Write out every row below without changing a single character.

• INPUT MATERIAL:
* * *

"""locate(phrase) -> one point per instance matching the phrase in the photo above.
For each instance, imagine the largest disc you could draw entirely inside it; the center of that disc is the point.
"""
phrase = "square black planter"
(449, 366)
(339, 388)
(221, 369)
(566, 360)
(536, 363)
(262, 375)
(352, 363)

* * *

• FINISHED EXERCISE:
"""locate(phrase) -> one point per instance matching the phrase in the photo above.
For each instance, imagine the largest disc you could draw entirely inside it; the center of that disc is the point.
"""
phrase = "square black planter"
(449, 366)
(339, 388)
(221, 369)
(566, 360)
(536, 363)
(262, 375)
(352, 363)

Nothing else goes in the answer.